Provided text
As you can see, there are 15 different variables. You're going to rename each of them. Use the following statements to do so:
names(d)[2] = "APIB"
names(d)[3] = "Major"
## fix the bogus natural science level
d[[3]] = as.character(d[[3]])
hoo = grepl("^Natural.+", d[[3]])
d[hoo, 3] = "Natural Sciences"
names(d)[4] = "Gender"
Make sure to change the number in each line and that you choose an appropriate mnemonic short name.
Use this style to complete the change of names, e.g.
names(d)[5] = "Work"
names(d)[6] = "Origin"
names(d)[7] = "Year"
names(d)[8] = "Extracurr"
names(d)[9] = "Currentcreds"
names(d)[10] = "Interest"
names(d)[11] = "Qualified"
names(d)[12] = "Graduate"
names(d)[13] = "Summerjterm"
names(d)[14] = "Reason"
names(d)[15] = "Agree"
# Put the rest of your commands here.
Often, the levels produced by Google Forms are too verbose for convenience. After all, they were designed for another purpose: to be informative to a human completing your survey. It's helpful to change the names to be more convenient for display. To do this, construct a vector that tells what should be the new level for each existing level. You need to be careful to get the spelling exactly right. Also, make sure to list every possible level from your form, even if there are some that nobody selected in your survey.

Information supplied
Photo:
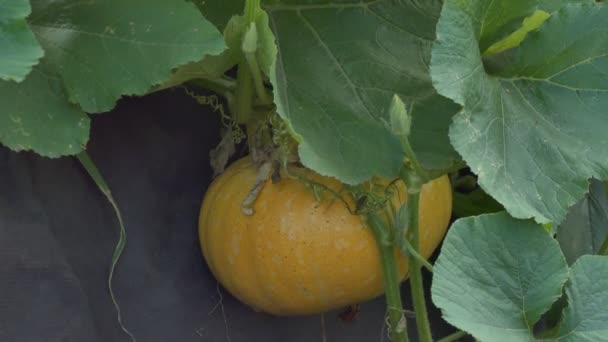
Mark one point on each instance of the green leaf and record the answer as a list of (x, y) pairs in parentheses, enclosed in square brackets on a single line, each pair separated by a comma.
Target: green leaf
[(219, 12), (214, 66), (19, 50), (554, 5), (530, 24), (339, 64), (585, 319), (533, 129), (36, 116), (474, 203), (586, 225), (94, 56), (497, 275), (101, 55)]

Exercise details
Summarize the R variable-renaming text in two sentences.

Exercise solution
Each of the 15 variables is renamed with statements of the form names(d)[2] = "APIB", changing the number on each line and choosing a suitable mnemonic short name, while column 3 is also converted to character and any value beginning with "Natural" is set to "Natural Sciences". Because Google Forms levels are often too verbose, a vector should be built that gives the new level for each existing one, with the spelling exactly right and every possible level from the form listed, even those nobody selected.